— start Task input —
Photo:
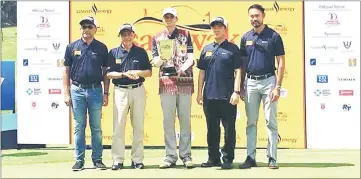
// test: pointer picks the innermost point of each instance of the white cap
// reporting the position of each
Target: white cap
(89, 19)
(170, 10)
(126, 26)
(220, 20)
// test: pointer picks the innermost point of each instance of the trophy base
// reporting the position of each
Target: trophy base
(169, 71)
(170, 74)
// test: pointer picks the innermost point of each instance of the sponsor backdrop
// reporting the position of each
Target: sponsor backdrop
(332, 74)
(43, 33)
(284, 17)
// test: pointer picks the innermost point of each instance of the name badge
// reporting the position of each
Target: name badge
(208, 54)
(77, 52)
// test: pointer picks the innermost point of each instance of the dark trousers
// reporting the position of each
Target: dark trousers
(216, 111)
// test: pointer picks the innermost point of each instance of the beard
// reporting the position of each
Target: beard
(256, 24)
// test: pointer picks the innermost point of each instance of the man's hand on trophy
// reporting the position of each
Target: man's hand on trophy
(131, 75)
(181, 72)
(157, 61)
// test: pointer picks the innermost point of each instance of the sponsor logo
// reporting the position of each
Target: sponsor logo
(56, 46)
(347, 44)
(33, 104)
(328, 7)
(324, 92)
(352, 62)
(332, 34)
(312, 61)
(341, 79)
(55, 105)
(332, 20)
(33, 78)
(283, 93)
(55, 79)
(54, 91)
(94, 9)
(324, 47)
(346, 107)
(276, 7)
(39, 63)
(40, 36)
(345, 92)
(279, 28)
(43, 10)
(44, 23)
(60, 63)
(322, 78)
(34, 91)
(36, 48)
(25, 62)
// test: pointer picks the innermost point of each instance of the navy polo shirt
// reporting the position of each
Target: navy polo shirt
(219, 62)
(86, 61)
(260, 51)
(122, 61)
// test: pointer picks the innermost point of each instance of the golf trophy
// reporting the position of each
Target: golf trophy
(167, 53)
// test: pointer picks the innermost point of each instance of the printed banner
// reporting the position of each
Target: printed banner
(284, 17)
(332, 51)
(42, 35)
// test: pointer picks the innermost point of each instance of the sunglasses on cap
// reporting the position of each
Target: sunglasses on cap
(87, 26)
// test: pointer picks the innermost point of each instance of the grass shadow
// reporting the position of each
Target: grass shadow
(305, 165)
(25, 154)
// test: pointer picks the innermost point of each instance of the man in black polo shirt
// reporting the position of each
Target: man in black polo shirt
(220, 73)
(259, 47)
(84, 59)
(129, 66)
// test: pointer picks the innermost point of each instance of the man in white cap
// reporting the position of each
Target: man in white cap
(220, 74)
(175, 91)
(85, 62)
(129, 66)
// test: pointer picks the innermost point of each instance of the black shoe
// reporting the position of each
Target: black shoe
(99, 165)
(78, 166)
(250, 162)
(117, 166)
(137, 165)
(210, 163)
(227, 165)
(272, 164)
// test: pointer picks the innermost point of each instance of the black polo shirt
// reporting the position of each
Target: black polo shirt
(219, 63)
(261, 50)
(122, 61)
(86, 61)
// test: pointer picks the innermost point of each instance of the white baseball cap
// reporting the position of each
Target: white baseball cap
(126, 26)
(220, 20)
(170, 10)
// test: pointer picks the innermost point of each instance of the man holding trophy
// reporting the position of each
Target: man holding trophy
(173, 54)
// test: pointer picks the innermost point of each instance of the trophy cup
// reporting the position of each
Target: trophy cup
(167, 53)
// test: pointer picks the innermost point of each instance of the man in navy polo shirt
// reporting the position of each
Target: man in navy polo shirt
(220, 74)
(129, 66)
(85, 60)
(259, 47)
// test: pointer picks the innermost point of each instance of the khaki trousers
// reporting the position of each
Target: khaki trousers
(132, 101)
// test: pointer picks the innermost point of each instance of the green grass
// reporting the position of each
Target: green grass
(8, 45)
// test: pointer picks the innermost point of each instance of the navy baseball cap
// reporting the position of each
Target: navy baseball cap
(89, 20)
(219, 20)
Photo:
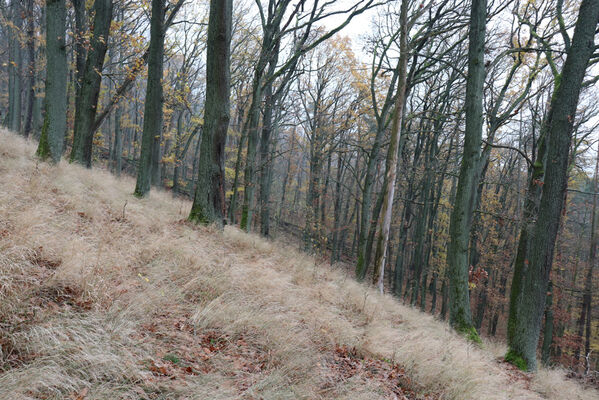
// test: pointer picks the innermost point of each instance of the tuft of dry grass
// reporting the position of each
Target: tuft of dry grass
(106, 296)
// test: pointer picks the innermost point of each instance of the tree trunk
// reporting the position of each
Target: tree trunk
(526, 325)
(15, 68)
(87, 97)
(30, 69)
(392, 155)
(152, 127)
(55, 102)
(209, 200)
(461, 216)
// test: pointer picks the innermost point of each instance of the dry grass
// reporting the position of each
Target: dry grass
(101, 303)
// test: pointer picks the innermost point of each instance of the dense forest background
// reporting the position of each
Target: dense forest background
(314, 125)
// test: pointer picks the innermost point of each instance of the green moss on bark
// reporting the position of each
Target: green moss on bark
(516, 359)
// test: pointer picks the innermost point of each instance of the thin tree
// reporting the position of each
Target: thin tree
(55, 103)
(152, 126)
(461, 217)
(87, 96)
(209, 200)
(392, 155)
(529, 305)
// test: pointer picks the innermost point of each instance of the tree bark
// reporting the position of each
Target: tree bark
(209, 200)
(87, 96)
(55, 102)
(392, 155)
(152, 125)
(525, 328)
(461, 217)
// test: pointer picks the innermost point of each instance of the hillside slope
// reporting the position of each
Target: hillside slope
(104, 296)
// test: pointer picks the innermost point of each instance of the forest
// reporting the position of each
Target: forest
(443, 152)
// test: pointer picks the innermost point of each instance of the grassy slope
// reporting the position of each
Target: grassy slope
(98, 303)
— end Task input —
— start Task input —
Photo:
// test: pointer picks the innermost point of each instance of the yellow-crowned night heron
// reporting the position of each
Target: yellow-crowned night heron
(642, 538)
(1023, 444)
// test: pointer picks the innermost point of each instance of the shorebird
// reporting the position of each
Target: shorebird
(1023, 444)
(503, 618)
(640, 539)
— end Task input —
▸ **Exercise directions**
Report every line of the material above that contains the word "bark", copying each such line in full.

▸ **Full answer**
// test: pointer picks the innermost point of each instance of the green moss on bark
Target: green moss on bark
// test: pointer picks the innermost point of each instance of the tree bark
Target: tree bark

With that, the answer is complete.